## Texto de estudo
TRÉPLICA: Mas é justamente essa a questão! Se estamos usando um sistema de pensamento que suprime (ainda que parcialmente) o princípio da não-contradição para lidar com um problema para o qual temos dados incompletos... bom, a vida é um dado incompleto! Variações de lógicas paraconsistentes seriam usadas o tempo todo (involuntariamente) ao se compôr sistemas de pensamento para se adequar à falta de informações que temos sobre a realidade (ou seria a realidade que é parcial, substancialmente incompleta, como afirma Slavoj Zizek*?), mas sem uma formulação explícita (nem todos podemos ser Newton da Costa).

ZIZEK, Slavoj. Video Games & Quantum Physics. YouTube (Canal: The Radical Revolution), 18 set. 2023. Disponível em: <https://www.youtube.com/watch?v=Xv3qRcYII3U>. Acesso em: 15 jan. 2024.

Obs.: Zizek tem um trecho viral na internet (acima) em que usa videogames como exemplo de que a realidade pode comportar "contradições reais" se a criação estiver "incompleta", como nos videogames, já que há partes não programadas, incompletas ou mesmo que não permitem interação (cenários pra onde não se pode ir, cutscenes, NPCs, etc).

§EXCEÇÕES MORAIS?

A) Hipocrisia

* É a prática de defender ou afirmar crenças ou valores que se contradizem com as próprias ações ou comportamentos.
* Envolve uma falta de integridade ou autenticidade.
* Está geralmente associada a julgamentos negativos ou desaprovação social.

B) Contradição Performativa/Performática

* Ocorre quando uma ação ou declaração nega ou subverte seu próprio significado ou intenção declarada.
* É uma forma de ironia ou expressão paradoxal.

## Enunciado A
No texto sobre lógica paraconsistente e exceções morais, que exemplo Zizek usa para mostrar que a realidade pode comportar "contradições reais"?
## Enunciado B
Continue o texto sobre lógica paraconsistente e exceções morais a partir do ponto em que ele para.
O material que vem depois do texto não é necessário para estas atividades.

## Dados fornecidos
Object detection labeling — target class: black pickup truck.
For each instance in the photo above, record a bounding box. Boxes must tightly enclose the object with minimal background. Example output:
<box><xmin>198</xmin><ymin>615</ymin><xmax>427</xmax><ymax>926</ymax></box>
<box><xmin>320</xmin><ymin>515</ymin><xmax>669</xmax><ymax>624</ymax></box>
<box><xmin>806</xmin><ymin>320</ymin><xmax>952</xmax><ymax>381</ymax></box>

## Resposta A
Zizek usa os videogames como exemplo.

## Resposta B
* Pode ser usada para fins humorísticos, críticos ou analíticos.

Diferenças Principais:

* Intencionalidade: A hipocrisia geralmente envolve uma intenção consciente de enganar ou iludir os outros. A contradição performativa, por outro lado, pode ser intencional ou não.
* Motivação: A hipocrisia é frequentemente motivada pelo desejo de parecer virtuoso ou superior a outras pessoas. A contradição performativa pode ser motivada por uma variedade de fatores, incluindo humor, crítica ou reflexão filosófica.
* Julgamento Social: A hipocrisia é geralmente vista negativamente, enquanto a contradição performativa pode ser vista de forma mais ambígua ou até mesmo apreciada.

Exemplos:

* Hipocrisia: Um político que faz campanha contra a corrupção, mas se envolve em práticas corruptas.
* Contradição Performativa: Um comediante que faz uma piada sobre "como odeia comédia".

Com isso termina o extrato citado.